--- Selected extract ---
Pardon me if I'm posting a duplicate thread but..
I have a text file with over 150 Million records, file size is in the range if MB(close to GB).
The requirement is to read ALL the lines excepting the FIRST LINE which is the file header and the LAST LINE which is it's trailer record.
What is the most OPTIMUM way to do it?
I'm aware that the SED solution will take a significantly long time to process such a huge file, hence I'm not opting it.
You're not really giving much information, but you could always start by keeping a count of the record being processed and throw out the first and last.
wc -l inputfile | read totalrecs
Will give you the total number of records in the file. So, ...
recordCount=0
wc -l filename | read totalrecs
cat filename | while read rec
do
((recordCount+=1))
if [[ $recordCount == 1 ]] ; then
continue ;
fi
if [[ $recordCount == $totalrecs ]] ; then
break;
fi
# ... your other processing goes here
done
Tested with a 2 GB file (excluding writing to a file which should be similar for all approaches):
$ time sed '1d;$d' greptestin1 > /dev/null
real 0m29.835s
user 0m29.186s
sys 0m0.591s
$ time awk 'NR>2{print p}{p=$0}' greptestin1 > /dev/null # BSD awk
real 1m44.183s
user 1m43.627s
sys 0m0.481s
$ time mawk 'NR>2{print p}{p=$0}' greptestin1 > /dev/null
real 0m14.982s
user 0m14.463s
sys 0m0.498s
$ time gawk 'NR>2{print p}{p=$0}' greptestin1 > /dev/null
real 0m24.682s
user 0m24.210s
sys 0m0.414s
$ time gawk4 'NR>2{print p}{p=$0}' greptestin1 > /dev/null
real 0m27.621s
user 0m27.173s
sys 0m0.419s
--- Given entries ---
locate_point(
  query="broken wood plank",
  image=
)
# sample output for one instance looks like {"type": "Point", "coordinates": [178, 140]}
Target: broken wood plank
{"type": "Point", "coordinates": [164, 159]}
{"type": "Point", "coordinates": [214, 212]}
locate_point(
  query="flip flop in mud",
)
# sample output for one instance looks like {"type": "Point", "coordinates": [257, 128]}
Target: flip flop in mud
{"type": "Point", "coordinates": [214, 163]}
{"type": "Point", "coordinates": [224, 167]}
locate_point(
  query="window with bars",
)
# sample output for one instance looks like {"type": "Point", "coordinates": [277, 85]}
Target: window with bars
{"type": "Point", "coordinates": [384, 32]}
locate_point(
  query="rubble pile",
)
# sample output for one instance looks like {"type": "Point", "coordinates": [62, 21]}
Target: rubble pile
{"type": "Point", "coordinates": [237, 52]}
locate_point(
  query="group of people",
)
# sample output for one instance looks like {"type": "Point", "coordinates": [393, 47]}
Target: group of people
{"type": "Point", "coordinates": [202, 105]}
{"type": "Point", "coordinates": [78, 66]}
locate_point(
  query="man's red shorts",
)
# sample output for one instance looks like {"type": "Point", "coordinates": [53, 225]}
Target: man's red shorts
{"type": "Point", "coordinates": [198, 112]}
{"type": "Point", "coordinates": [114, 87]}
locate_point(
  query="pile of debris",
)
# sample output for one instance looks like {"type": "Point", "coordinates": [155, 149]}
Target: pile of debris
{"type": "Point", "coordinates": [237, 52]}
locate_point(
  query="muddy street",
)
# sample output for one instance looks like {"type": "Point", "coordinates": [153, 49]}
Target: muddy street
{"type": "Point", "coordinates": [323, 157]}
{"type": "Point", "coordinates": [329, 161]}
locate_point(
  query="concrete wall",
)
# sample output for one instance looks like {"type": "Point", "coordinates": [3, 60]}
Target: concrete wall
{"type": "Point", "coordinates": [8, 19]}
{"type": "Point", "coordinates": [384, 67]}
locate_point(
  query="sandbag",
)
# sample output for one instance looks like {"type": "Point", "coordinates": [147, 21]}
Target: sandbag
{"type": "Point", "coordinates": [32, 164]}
---
* [Aim 1] From the forum thread about skipping a file's header and trailer lines, write out the passage from "You're not really" up to and including "file. So, ...".
* [Aim 2] In the forum thread about skipping a file's header and trailer lines, what real time did the mawk command take on the 2 GB test file?

* [Solution 1]
You're not really giving much information, but you could always start by keeping a count of the record being processed and throw out the first and last.
wc -l inputfile | read totalrecs
Will give you the total number of records in the file. So, ...

* [Solution 2] 0m14.982s